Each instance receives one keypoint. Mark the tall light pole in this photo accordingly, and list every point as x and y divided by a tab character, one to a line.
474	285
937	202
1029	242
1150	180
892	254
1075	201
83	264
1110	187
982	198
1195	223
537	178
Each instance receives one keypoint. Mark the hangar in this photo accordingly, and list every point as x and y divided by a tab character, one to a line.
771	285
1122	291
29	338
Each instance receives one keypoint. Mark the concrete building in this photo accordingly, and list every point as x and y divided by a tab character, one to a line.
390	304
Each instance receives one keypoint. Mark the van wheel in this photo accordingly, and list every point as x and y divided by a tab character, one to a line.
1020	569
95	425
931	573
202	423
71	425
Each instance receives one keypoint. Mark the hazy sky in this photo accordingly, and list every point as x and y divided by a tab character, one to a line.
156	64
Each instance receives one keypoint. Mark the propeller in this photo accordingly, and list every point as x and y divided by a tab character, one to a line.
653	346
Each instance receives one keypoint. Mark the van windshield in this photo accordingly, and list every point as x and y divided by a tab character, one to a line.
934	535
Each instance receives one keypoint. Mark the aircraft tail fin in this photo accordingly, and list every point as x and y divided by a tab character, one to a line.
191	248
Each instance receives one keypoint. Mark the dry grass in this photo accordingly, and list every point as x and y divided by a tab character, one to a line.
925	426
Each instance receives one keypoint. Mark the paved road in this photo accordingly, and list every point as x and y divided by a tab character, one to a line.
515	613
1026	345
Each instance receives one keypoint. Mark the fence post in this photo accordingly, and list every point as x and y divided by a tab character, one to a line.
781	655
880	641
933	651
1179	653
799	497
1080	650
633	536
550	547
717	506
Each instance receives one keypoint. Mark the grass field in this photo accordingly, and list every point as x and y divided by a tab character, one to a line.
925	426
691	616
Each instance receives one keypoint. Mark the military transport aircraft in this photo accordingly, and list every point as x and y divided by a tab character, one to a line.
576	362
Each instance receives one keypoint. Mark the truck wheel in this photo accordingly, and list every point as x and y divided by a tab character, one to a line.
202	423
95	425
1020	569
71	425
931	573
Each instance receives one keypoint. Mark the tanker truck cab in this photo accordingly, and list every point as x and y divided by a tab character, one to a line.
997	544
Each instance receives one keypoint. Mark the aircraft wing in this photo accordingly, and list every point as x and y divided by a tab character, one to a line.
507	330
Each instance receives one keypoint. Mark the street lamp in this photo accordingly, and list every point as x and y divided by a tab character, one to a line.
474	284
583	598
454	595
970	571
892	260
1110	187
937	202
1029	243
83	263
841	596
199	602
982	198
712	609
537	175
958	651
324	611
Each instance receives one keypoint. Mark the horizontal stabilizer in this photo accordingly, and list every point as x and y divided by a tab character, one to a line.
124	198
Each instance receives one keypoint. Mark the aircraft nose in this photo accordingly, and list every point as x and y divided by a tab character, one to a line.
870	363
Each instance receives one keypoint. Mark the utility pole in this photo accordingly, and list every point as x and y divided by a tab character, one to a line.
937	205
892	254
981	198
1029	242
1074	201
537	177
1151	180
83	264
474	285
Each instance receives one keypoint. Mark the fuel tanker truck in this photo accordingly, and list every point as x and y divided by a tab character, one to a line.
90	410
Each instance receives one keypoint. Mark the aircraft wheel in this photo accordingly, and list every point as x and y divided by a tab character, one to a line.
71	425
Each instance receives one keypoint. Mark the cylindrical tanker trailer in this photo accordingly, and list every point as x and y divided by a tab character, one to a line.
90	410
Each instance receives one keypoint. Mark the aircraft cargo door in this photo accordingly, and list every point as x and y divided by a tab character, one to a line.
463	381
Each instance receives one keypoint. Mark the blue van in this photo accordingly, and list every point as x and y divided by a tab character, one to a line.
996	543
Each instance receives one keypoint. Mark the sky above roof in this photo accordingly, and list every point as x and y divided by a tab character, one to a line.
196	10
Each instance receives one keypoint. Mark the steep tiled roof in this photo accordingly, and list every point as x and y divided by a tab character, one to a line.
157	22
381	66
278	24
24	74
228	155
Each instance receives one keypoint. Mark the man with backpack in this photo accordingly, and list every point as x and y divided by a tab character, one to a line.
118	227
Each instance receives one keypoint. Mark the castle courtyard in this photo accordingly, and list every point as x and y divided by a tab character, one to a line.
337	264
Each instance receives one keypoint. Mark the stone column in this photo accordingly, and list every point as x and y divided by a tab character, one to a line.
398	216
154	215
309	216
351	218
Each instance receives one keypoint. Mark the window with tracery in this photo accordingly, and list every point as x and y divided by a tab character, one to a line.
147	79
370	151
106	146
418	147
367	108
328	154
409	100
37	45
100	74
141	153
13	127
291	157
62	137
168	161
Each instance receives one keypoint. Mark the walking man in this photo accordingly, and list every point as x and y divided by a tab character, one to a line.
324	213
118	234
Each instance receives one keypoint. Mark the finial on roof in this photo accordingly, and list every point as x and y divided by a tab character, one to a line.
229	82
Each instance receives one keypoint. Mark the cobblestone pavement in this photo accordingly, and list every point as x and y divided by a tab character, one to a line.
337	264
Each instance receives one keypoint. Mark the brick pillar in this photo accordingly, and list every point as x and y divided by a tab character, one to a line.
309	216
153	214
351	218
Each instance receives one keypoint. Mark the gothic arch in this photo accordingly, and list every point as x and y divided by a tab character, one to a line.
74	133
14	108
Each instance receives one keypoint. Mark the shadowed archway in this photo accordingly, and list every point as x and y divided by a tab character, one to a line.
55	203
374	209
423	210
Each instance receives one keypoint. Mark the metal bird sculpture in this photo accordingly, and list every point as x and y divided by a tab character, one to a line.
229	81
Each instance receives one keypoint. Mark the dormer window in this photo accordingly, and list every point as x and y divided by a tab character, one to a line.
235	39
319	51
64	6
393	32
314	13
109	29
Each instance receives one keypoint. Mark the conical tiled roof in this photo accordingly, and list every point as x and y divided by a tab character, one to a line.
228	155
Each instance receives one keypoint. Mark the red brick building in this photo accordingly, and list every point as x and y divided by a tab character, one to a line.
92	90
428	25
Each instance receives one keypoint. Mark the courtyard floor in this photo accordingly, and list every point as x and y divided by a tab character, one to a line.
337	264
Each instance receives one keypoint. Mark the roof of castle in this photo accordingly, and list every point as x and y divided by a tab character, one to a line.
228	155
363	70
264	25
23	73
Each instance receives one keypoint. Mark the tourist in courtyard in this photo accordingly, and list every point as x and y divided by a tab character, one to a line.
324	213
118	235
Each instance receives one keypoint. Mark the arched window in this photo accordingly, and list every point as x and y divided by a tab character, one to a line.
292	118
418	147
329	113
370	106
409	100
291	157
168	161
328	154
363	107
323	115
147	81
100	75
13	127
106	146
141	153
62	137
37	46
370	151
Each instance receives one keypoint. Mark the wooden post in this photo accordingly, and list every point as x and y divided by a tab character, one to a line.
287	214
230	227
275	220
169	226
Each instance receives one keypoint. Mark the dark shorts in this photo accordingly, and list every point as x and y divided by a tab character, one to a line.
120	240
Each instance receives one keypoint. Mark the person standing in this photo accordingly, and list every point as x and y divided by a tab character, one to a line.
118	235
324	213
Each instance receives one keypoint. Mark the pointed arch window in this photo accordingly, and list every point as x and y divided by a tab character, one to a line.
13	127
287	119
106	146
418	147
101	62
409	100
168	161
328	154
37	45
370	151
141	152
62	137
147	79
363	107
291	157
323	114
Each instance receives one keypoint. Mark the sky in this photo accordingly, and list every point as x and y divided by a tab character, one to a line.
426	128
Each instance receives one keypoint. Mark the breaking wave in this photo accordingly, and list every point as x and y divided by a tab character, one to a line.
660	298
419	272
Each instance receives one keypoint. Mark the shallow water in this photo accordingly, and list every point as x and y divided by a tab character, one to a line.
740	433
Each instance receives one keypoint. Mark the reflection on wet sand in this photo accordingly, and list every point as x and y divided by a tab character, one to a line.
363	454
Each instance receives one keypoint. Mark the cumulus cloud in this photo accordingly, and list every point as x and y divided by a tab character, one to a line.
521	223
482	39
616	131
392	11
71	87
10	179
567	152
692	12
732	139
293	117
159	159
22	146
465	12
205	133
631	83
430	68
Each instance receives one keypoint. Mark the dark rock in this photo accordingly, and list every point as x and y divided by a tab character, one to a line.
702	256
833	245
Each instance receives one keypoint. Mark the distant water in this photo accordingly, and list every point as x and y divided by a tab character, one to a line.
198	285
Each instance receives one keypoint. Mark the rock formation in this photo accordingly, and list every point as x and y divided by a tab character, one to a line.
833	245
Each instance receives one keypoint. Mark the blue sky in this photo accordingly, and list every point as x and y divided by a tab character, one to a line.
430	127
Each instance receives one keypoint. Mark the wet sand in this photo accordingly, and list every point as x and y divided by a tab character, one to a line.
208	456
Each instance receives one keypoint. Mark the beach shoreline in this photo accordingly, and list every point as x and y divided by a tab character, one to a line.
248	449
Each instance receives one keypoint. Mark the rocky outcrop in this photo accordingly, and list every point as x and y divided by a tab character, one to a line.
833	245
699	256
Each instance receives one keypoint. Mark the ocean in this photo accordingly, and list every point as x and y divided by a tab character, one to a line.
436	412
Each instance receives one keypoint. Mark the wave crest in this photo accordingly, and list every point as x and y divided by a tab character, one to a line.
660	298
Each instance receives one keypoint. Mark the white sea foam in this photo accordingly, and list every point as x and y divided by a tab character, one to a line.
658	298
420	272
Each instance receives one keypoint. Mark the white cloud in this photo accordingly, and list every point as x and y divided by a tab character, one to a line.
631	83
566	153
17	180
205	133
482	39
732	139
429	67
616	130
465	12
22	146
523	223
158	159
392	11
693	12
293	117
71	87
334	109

# [Work request]
Write out, word for word, every line from the one containing "Each instance receives one keypoint. Mark the ocean" through the last line of the records above.

# [Answer space]
Each instance receives one keypoint. Mark the ocean in this photo accordingly, and list every point as x and y divided by a tab character, one to a line.
436	412
Each instance receives one keypoint. Mark the wave crest in this photo accordingly, and list every point as x and y divided by a tab character, one to a line.
660	298
Each instance receives one keypoint. Mark the white sea foam in this photo accordingly, and list every point as x and y divided by a tab character, one to a line.
658	298
420	272
Each instance receives one keypoint. Mark the white cloud in this photo accordingly, and list every point as x and y divided by a tab character, one to a line.
631	83
566	153
17	180
205	133
482	39
732	139
429	67
616	130
465	12
22	146
523	223
158	159
392	11
693	12
293	117
71	87
334	109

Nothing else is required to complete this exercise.